→ **Exercise requirements**
Can you gather every row below that contains the string "support" and copy each one in full? Only matches with the same uppercase and lowercase letters count.

═════ Exercise material ═════

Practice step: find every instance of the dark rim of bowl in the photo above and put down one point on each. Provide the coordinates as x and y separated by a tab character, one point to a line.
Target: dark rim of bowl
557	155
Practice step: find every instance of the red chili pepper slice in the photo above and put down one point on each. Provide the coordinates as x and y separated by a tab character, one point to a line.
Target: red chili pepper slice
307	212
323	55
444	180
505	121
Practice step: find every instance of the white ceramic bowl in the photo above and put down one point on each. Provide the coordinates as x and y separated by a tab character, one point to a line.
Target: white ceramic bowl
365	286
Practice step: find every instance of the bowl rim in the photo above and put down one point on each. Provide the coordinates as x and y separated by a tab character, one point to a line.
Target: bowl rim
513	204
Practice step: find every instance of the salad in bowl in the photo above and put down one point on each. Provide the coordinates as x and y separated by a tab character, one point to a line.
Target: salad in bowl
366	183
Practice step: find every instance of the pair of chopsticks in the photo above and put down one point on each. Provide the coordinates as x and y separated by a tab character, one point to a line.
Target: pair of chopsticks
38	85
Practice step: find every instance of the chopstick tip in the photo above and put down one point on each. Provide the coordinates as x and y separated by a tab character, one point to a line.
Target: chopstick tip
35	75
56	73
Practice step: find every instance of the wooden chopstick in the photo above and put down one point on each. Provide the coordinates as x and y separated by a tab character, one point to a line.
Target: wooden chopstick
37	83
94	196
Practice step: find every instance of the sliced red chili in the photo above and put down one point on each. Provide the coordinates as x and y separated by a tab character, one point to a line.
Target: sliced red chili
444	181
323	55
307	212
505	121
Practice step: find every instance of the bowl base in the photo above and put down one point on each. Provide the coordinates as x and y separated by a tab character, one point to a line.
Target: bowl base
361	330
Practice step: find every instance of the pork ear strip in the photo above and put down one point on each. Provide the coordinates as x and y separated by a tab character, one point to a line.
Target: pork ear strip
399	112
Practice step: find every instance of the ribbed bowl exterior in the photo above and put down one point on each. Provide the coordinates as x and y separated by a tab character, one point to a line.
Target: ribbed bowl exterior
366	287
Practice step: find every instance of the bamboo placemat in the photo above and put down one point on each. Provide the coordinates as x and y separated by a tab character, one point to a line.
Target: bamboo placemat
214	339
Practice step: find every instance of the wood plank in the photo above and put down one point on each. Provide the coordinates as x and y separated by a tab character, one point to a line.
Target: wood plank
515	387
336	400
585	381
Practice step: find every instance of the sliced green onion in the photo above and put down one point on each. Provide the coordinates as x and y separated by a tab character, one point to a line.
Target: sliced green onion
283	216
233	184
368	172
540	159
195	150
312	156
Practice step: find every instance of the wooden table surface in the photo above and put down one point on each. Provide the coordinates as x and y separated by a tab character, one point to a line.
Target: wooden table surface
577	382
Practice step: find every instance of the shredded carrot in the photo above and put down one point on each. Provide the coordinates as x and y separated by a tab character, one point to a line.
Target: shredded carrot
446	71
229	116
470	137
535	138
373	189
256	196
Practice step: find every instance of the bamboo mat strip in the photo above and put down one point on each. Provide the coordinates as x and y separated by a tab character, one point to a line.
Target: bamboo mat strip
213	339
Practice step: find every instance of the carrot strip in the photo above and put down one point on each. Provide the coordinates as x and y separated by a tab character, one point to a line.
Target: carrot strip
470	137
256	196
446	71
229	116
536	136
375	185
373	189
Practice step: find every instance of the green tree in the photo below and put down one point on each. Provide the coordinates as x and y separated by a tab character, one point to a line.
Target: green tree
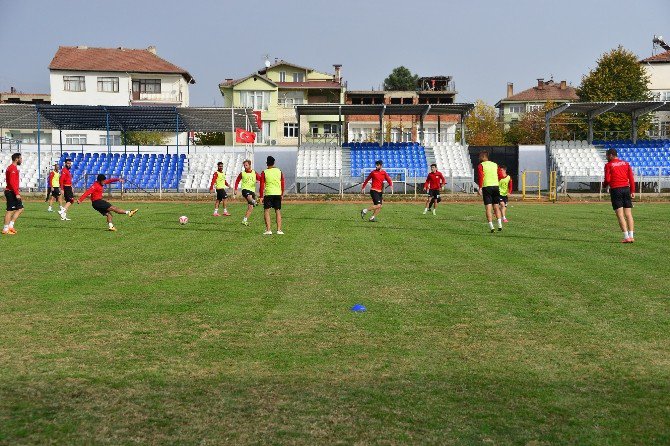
482	127
618	76
210	138
401	79
144	138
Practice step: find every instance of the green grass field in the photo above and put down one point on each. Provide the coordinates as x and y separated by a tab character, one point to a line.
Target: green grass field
551	332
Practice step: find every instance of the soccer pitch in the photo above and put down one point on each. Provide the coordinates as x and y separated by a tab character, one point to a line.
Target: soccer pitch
550	332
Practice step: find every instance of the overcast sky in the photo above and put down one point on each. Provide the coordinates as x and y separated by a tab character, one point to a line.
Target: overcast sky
483	44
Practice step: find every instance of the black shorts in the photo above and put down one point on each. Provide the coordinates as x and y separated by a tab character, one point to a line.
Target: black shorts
621	198
68	194
272	202
13	203
491	195
377	197
101	206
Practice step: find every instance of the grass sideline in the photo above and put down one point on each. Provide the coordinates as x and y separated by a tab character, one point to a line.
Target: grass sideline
548	333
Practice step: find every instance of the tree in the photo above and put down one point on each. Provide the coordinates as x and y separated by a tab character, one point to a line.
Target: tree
210	138
482	127
401	79
530	128
618	76
144	138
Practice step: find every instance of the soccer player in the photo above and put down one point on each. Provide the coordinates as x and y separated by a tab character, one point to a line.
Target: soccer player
12	195
248	177
219	180
378	176
271	192
95	191
432	186
66	187
506	187
619	178
54	187
489	189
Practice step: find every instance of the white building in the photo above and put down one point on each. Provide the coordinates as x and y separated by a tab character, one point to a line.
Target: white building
658	69
114	76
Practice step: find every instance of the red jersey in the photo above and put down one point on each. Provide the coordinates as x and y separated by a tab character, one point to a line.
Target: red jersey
378	177
12	178
96	190
239	178
65	177
618	173
434	181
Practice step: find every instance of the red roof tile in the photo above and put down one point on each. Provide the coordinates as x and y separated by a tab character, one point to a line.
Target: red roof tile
662	57
550	91
113	59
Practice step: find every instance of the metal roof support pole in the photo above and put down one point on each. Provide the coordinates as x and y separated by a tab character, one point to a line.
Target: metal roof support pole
39	147
177	139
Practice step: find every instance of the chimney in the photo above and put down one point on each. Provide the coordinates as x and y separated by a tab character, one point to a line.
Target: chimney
338	72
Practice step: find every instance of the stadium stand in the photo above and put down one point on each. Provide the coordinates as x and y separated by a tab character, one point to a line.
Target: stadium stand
319	161
453	160
577	159
647	157
201	167
406	155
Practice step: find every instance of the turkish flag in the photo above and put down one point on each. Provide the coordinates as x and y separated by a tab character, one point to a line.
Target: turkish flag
244	136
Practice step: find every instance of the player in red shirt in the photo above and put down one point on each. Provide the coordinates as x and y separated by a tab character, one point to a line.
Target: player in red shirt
12	195
619	178
378	176
66	187
95	191
432	186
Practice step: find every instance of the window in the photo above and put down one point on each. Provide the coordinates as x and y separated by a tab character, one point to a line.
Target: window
75	139
74	83
149	85
257	100
108	84
290	130
114	140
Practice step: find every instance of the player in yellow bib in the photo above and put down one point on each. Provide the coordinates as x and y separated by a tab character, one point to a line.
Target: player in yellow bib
489	189
248	177
219	181
506	187
271	192
54	188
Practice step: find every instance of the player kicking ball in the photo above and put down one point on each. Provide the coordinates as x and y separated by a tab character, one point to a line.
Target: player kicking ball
378	176
100	205
505	186
619	178
432	186
219	181
248	177
489	188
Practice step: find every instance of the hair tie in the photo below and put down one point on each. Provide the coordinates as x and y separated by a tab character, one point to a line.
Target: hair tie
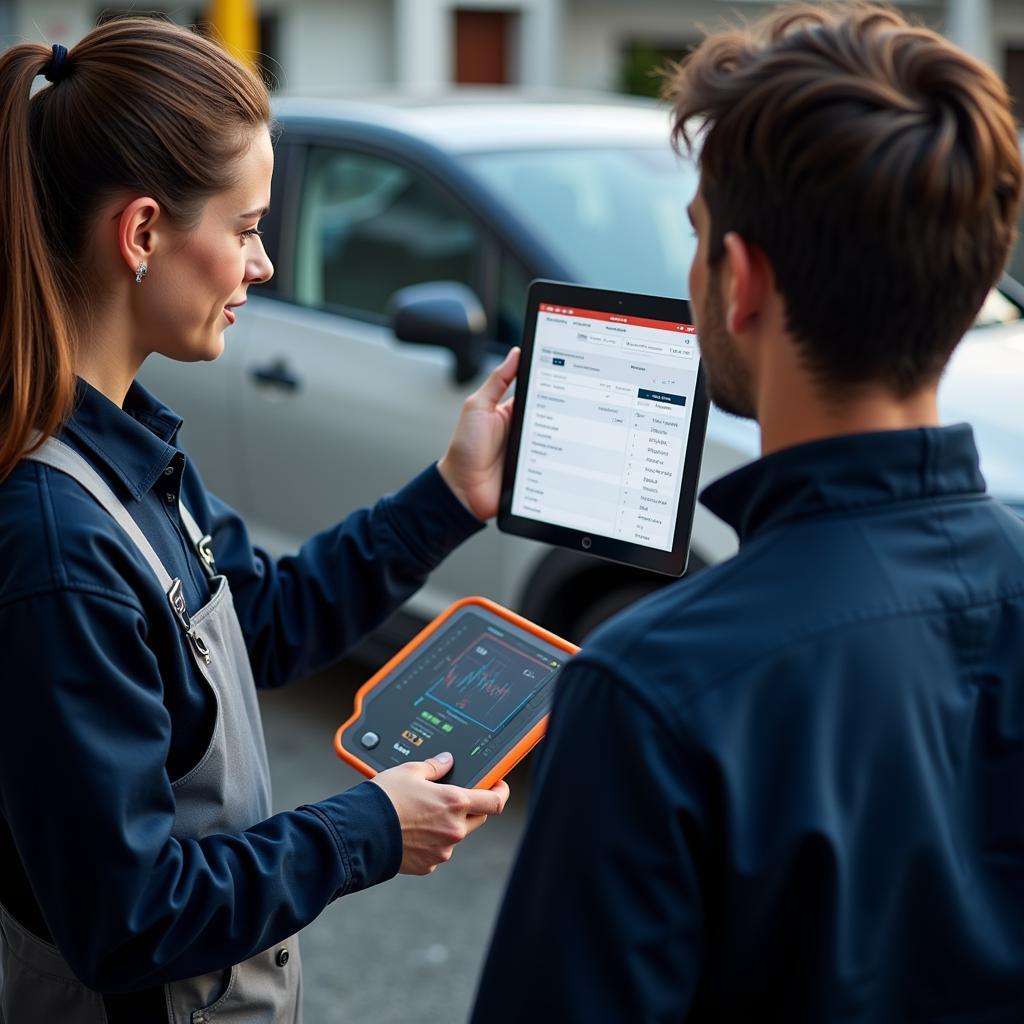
56	69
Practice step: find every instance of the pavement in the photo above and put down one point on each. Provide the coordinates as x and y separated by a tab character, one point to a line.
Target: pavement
410	949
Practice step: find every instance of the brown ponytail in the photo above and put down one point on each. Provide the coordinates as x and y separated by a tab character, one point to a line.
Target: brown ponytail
142	107
37	382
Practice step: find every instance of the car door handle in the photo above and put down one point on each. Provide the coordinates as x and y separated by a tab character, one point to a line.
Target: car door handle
276	374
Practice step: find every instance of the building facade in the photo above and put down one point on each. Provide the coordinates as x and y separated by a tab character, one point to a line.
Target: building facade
330	46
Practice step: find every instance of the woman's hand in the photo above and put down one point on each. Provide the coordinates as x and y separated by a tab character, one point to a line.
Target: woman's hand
433	816
472	464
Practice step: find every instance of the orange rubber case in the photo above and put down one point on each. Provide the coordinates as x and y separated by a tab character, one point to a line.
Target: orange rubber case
514	756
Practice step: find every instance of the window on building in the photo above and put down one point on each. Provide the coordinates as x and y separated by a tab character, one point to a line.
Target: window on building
643	64
369	226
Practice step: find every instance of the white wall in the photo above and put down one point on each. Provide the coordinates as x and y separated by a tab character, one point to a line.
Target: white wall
598	31
346	45
336	45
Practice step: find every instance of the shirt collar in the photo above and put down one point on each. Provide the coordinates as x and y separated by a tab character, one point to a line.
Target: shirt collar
848	472
134	442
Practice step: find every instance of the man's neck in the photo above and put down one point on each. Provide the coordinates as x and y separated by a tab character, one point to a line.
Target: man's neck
792	411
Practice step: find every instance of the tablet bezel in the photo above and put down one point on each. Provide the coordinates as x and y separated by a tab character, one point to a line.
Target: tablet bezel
630	304
517	752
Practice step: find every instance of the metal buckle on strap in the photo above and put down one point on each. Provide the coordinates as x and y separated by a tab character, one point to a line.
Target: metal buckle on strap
176	599
205	549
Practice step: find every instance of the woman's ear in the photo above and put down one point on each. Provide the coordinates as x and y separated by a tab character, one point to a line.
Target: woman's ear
138	227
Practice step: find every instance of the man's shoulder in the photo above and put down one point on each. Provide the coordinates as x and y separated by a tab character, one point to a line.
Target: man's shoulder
689	629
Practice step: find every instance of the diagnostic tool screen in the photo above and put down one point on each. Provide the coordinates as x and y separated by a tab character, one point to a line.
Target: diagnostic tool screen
475	687
605	425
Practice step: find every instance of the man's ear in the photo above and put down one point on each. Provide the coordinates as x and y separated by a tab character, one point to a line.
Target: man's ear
138	227
748	279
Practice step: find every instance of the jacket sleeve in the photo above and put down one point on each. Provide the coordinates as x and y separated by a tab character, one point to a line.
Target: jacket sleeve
303	611
85	793
602	919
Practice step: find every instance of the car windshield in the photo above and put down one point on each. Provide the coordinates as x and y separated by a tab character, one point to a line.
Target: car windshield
615	218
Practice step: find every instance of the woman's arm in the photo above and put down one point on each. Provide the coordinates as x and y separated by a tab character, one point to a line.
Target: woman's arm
305	610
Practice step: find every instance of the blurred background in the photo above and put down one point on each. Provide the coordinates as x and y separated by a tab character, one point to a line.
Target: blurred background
463	147
310	46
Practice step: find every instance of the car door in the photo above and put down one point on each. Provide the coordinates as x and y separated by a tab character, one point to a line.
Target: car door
335	412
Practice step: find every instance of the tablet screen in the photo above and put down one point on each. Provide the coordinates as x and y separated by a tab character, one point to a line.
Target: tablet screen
605	423
474	686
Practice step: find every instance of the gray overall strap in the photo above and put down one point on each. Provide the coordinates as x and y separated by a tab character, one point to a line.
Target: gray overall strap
54	453
203	543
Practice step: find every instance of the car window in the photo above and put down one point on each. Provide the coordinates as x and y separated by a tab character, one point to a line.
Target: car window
513	283
368	226
614	218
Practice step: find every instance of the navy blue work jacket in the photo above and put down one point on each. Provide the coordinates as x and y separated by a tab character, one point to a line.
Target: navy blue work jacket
101	706
792	787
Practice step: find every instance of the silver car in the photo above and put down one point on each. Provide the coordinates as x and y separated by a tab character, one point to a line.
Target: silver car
316	407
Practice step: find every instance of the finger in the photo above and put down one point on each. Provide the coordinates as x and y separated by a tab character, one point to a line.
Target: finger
502	788
435	767
474	821
482	802
500	379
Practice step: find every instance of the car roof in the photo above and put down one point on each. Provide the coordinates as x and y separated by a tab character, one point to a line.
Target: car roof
480	121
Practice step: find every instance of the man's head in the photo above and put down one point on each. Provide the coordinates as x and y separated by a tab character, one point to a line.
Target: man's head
861	172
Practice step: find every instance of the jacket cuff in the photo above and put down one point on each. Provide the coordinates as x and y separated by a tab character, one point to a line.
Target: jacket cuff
366	827
428	518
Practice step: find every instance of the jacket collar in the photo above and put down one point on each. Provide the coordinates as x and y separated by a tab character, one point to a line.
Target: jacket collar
134	443
854	471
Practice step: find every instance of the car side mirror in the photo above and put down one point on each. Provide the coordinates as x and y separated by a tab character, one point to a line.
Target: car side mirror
443	313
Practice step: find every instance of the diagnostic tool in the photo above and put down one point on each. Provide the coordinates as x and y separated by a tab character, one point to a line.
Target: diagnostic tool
477	681
607	427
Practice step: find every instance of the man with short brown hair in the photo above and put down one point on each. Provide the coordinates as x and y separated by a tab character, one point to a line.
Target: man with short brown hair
802	768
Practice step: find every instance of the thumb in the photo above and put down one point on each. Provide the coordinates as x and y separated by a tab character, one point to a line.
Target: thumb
437	766
499	380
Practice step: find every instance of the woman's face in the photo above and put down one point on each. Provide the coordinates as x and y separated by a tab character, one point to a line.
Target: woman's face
198	279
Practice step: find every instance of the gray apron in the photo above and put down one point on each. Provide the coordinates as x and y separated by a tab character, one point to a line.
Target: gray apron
227	792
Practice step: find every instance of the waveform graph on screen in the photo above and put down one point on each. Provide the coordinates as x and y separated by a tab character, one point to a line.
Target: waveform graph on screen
489	681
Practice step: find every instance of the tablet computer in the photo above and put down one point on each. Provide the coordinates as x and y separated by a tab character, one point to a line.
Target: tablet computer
477	681
608	426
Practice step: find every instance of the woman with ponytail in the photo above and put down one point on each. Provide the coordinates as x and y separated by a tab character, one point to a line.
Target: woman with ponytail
142	876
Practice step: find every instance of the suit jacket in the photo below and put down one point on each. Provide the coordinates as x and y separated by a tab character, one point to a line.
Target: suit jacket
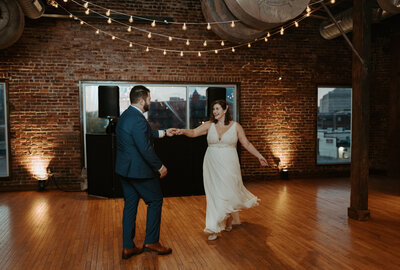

═════

→ **Task output**
Practice step: find every instance of the metal roof support pole in the photo above and put down one point on each. Provide the coordinates as x and y separated by a tab character, one point to a line.
Target: metal roof support pole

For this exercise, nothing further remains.